**Exercise aim**.
Output, with no changes, the span of lines that opens with the line containing "Q: Returning coordinates formatted like [481,206], pin" and closes with the last line.

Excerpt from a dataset
────────

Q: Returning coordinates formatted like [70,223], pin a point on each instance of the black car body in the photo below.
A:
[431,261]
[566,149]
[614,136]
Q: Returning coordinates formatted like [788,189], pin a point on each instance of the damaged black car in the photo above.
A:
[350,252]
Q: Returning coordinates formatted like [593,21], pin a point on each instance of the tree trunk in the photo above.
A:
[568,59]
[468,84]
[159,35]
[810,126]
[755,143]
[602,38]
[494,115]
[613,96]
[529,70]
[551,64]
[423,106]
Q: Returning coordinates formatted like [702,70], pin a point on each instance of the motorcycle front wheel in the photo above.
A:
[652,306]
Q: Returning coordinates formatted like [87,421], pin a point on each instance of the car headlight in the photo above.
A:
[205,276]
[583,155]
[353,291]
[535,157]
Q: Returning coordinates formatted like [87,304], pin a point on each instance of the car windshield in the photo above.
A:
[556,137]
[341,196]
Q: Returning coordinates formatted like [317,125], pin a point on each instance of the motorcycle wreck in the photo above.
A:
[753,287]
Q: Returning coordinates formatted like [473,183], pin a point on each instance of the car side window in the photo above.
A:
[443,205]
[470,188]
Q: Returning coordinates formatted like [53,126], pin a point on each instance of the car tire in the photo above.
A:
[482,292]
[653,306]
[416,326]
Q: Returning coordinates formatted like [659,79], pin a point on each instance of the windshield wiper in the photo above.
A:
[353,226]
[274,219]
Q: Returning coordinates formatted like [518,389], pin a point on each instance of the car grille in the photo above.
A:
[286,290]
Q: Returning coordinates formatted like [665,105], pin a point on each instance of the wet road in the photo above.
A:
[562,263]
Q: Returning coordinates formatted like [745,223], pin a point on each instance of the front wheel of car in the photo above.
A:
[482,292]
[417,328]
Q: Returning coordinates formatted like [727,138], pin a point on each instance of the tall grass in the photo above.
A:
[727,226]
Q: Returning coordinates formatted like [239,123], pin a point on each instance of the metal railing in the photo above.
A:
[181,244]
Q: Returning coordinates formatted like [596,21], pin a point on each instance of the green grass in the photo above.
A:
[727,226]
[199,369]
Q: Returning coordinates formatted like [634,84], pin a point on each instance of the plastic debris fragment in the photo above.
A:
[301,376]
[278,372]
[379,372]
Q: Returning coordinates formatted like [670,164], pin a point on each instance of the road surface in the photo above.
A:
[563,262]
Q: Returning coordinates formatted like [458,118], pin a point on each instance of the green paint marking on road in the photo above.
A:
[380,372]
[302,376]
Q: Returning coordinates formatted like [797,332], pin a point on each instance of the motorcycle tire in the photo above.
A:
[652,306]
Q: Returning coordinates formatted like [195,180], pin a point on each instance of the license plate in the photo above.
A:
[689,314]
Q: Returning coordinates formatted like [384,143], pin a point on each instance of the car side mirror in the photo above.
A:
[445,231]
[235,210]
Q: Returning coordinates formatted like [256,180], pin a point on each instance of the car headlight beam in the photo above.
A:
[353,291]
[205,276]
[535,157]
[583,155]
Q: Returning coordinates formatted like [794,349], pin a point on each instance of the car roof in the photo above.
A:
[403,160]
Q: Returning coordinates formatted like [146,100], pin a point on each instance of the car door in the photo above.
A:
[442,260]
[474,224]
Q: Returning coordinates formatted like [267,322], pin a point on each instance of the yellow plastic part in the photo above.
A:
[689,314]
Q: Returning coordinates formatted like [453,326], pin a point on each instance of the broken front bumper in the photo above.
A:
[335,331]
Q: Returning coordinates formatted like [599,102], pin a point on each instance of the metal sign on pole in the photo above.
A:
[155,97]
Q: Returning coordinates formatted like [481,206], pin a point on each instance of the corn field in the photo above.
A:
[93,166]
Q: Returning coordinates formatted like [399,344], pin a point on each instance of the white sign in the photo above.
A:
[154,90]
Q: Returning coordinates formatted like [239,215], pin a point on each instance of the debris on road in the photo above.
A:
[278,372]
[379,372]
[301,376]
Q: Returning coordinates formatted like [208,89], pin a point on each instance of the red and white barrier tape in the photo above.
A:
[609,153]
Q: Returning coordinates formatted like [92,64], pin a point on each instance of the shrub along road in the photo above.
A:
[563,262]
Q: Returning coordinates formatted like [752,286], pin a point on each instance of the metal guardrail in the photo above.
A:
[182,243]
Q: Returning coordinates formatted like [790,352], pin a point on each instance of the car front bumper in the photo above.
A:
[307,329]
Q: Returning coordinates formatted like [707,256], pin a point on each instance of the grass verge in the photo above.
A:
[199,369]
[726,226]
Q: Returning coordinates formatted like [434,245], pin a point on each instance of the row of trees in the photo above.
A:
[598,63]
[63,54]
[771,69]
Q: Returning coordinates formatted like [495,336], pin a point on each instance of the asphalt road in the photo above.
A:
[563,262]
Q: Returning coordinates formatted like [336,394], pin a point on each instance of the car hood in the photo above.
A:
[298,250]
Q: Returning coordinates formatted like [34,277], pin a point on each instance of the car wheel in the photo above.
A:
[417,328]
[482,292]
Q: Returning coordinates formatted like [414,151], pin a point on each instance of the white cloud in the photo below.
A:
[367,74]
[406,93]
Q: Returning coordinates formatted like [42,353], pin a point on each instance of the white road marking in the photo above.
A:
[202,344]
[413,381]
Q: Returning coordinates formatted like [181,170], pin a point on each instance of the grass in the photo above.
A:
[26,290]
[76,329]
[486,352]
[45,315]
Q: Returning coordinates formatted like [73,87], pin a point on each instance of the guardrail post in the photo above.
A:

────────

**Result below**.
Q: Returning coordinates formatted like [481,206], pin a point on each instance of the corn field in the photo above.
A:
[93,166]
Q: Returning coordinates formatted like [399,344], pin a point on each instance of the white sign in the photo above.
A:
[154,90]
Q: Returning coordinates formatted like [239,215], pin a point on each instance of the debris on road in the photo above.
A:
[278,372]
[379,372]
[301,376]
Q: Returning coordinates formatted like [208,89], pin a point on each instance of the red and white barrier tape in the photo above.
A:
[609,153]
Q: Returning coordinates formatted like [92,64], pin a point on each instance of the shrub along road in the photo above.
A:
[563,262]
Q: Returning coordinates formatted like [752,286], pin a point on each instance of the metal guardrail in the photo above.
A:
[182,243]
Q: Returning coordinates formatted like [790,352], pin a point on each instance of the car front bumper in the photo above.
A:
[307,329]
Q: Returning coordinates formatted like [707,256], pin a point on each instance of the grass verge in the photo above.
A:
[199,369]
[726,226]
Q: Returning coordinates formatted like [434,245], pin a point on each instance of the row of trees in the photo above.
A:
[598,63]
[63,54]
[771,69]
Q: Returning coordinates formatted like [495,336], pin a point on each instance of the asphalt road in the photo above.
A:
[563,262]
Q: Returning coordinates formatted like [336,394], pin a point on each instance of the car hood in the photo above.
A:
[298,250]
Q: Returning coordinates formatted like [34,277], pin a point on each instance of the car wheel in the photo above.
A:
[417,328]
[482,292]
Q: Returning coordinates formatted like [414,151], pin a point on each instance of the white cloud in the photo below.
A:
[367,74]
[406,93]
Q: Returning coordinates formatted like [42,353], pin a point on each instance of the white road marking in the photo above.
A:
[202,344]
[413,381]
Q: Returning coordinates formatted like [181,170], pin a point on each instance of the grass in the photo above.
A:
[26,290]
[76,329]
[486,352]
[45,315]
Q: Returning coordinates formatted like [73,87], pin a point on each instance of the guardrail post in the photo above.
A:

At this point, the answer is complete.